■ **Task to carry out**:
Reproduce every record below exactly as written, leaving out any pictures.

((

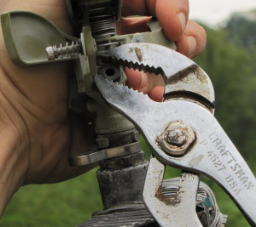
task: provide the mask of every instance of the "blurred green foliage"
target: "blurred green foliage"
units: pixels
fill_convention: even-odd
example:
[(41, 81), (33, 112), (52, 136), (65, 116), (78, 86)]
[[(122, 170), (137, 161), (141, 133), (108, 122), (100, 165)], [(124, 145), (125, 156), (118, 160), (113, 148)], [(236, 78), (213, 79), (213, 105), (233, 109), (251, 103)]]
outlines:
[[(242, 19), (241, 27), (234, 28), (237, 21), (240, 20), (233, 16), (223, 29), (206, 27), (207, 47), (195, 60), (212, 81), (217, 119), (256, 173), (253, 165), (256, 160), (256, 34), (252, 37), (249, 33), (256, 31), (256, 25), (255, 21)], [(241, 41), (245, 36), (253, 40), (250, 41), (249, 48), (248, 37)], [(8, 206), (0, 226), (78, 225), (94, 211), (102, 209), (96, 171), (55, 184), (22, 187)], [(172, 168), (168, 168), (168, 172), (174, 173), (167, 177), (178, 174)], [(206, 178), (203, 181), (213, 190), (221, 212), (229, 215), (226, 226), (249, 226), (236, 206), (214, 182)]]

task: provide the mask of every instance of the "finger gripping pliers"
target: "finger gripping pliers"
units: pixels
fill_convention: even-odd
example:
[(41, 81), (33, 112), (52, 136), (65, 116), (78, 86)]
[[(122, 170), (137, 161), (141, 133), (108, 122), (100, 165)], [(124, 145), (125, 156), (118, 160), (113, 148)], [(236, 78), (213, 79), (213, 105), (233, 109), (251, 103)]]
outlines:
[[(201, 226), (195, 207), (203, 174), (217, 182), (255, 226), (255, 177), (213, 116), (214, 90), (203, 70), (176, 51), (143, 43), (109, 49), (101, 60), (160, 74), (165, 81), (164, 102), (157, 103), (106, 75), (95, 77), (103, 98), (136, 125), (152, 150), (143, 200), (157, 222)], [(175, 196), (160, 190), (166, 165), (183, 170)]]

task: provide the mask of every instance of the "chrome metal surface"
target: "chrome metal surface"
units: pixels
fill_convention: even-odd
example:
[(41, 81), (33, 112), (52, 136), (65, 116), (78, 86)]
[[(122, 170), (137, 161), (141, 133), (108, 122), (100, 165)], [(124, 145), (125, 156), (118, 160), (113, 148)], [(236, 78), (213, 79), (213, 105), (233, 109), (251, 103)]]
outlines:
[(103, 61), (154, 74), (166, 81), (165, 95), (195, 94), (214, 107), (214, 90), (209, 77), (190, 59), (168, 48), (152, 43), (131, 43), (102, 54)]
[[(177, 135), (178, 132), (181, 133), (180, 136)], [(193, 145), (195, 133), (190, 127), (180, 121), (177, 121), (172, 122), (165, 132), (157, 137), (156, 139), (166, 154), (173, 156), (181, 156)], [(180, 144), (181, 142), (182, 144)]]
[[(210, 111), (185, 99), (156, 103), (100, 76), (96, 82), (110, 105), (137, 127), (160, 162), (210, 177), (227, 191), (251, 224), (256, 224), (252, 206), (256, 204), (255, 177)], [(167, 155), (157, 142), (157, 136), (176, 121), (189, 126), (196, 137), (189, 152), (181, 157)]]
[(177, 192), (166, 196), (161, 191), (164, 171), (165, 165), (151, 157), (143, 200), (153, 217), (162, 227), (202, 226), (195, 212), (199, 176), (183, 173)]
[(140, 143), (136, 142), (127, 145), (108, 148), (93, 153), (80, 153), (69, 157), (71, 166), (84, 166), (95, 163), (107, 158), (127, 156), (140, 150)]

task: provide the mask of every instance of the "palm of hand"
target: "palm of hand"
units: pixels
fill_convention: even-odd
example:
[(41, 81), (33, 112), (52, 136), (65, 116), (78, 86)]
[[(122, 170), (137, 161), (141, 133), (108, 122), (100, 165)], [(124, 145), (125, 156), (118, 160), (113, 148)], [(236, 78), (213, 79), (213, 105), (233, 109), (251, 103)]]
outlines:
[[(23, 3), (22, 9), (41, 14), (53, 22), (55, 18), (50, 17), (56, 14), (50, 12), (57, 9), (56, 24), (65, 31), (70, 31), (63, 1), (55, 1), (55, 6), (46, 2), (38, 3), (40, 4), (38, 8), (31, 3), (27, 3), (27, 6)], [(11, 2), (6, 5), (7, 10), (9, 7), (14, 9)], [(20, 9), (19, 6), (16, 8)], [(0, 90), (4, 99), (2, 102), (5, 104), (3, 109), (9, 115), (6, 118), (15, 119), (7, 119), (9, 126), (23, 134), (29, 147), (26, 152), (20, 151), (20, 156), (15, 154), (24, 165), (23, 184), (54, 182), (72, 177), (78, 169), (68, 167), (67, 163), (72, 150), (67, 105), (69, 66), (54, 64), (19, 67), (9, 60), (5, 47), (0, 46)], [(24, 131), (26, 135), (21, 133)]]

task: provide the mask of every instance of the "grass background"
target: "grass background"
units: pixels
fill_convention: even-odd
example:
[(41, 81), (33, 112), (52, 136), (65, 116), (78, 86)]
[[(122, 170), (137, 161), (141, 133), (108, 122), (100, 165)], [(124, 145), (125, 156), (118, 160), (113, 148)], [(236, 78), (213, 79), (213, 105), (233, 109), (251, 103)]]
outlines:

))

■ **Response to this task**:
task: provide the mask of every instance of the "blurred green foliage"
target: "blurred green foliage"
units: pixels
fill_convention: even-odd
example:
[(41, 81), (33, 112), (52, 136), (65, 116), (78, 86)]
[[(122, 170), (137, 161), (141, 133), (108, 122), (100, 165)], [(124, 145), (125, 156), (118, 160), (113, 148)], [(236, 78), (213, 79), (213, 105), (233, 109), (251, 103)]]
outlines:
[[(242, 19), (241, 27), (234, 28), (237, 21), (240, 20), (233, 16), (223, 29), (206, 27), (207, 47), (195, 60), (212, 81), (217, 119), (256, 173), (253, 165), (256, 160), (256, 34), (252, 37), (249, 33), (256, 31), (256, 25), (255, 21)], [(241, 41), (245, 36), (253, 40), (250, 41), (249, 48), (248, 37)], [(8, 206), (0, 226), (78, 225), (94, 211), (102, 209), (96, 171), (55, 184), (22, 187)], [(172, 168), (168, 168), (168, 172), (174, 173), (167, 177), (178, 174)], [(206, 178), (203, 181), (213, 190), (221, 212), (229, 215), (226, 226), (249, 226), (236, 206), (214, 182)]]

task: provide the mask of every instance of the "finger gripping pliers"
target: "finger gripping pliers"
units: pixels
fill_convention: even-odd
example:
[(41, 81), (33, 112), (52, 136), (65, 116), (78, 86)]
[[(122, 170), (137, 161), (141, 133), (108, 122), (100, 165)], [(124, 145), (125, 156), (118, 160), (113, 148)], [(236, 78), (213, 79), (213, 105), (233, 109), (251, 103)]]
outlines:
[[(201, 226), (195, 207), (203, 174), (217, 182), (255, 226), (255, 177), (213, 116), (214, 90), (203, 70), (176, 51), (143, 43), (109, 49), (101, 60), (160, 74), (165, 81), (164, 102), (157, 103), (106, 75), (95, 77), (103, 98), (136, 125), (152, 150), (143, 200), (157, 222)], [(175, 196), (160, 190), (166, 165), (183, 170)]]

task: provide the mask of every instance of the "chrome metal surface"
target: "chrome metal surface"
units: pixels
fill_convention: even-odd
example:
[(41, 81), (33, 112), (52, 136), (65, 116), (78, 86)]
[[(122, 170), (137, 161), (141, 133), (108, 122), (100, 165)], [(124, 145), (125, 156), (118, 160), (113, 148)], [(236, 78), (213, 79), (213, 105), (233, 109), (251, 103)]]
outlines:
[(103, 61), (154, 74), (166, 81), (165, 95), (195, 94), (214, 107), (214, 90), (209, 77), (190, 59), (168, 48), (152, 43), (131, 43), (102, 54)]
[[(177, 135), (178, 132), (181, 133), (180, 136)], [(193, 145), (195, 133), (190, 127), (180, 121), (177, 121), (172, 122), (165, 132), (157, 137), (156, 139), (166, 154), (173, 156), (181, 156)], [(180, 144), (181, 142), (182, 144)]]
[[(210, 111), (185, 99), (156, 103), (100, 76), (96, 82), (110, 105), (137, 127), (160, 162), (210, 177), (227, 191), (251, 224), (256, 224), (252, 206), (256, 204), (255, 177)], [(167, 155), (157, 142), (157, 136), (176, 121), (189, 126), (196, 137), (189, 152), (181, 157)]]
[(177, 192), (166, 196), (161, 191), (164, 171), (165, 165), (151, 157), (143, 200), (153, 217), (162, 227), (202, 226), (195, 212), (199, 176), (183, 173)]
[(140, 143), (136, 142), (127, 145), (108, 148), (93, 153), (80, 153), (69, 157), (71, 166), (84, 166), (95, 163), (107, 158), (127, 156), (140, 150)]

task: provide the mask of every instance of the "palm of hand"
target: "palm of hand"
units: pixels
fill_convention: even-odd
example:
[(41, 81), (33, 112), (52, 136), (65, 116), (78, 86)]
[[(122, 170), (137, 161), (141, 133), (108, 122), (100, 165)], [(124, 145), (125, 156), (118, 160), (113, 148)], [(236, 78), (213, 79), (213, 105), (233, 109), (251, 103)]]
outlines:
[[(23, 3), (22, 9), (41, 14), (53, 22), (55, 18), (50, 17), (56, 14), (50, 12), (57, 9), (56, 24), (65, 31), (70, 31), (63, 1), (55, 1), (55, 6), (46, 2), (38, 3), (40, 4), (38, 8), (31, 3), (27, 3), (27, 6)], [(11, 2), (6, 5), (7, 10), (9, 7), (14, 9)], [(20, 9), (19, 6), (16, 8)], [(0, 90), (4, 99), (2, 102), (5, 104), (3, 109), (9, 115), (6, 118), (15, 119), (7, 119), (9, 126), (23, 134), (29, 147), (26, 152), (20, 151), (20, 156), (15, 154), (24, 165), (23, 184), (54, 182), (72, 177), (78, 169), (68, 167), (67, 163), (72, 150), (67, 105), (69, 66), (54, 64), (19, 67), (9, 60), (5, 47), (0, 46)], [(24, 131), (26, 135), (21, 133)]]

task: provide the mask of every instance of the "grass background"
target: "grass background"
units: pixels
fill_convention: even-odd
example:
[(41, 81), (33, 112), (52, 136), (65, 116), (78, 86)]
[[(122, 170), (137, 161), (141, 133), (108, 122), (100, 165)], [(124, 145), (125, 156), (118, 160), (113, 148)], [(236, 78), (213, 79), (213, 105), (233, 109), (251, 103)]]
outlines:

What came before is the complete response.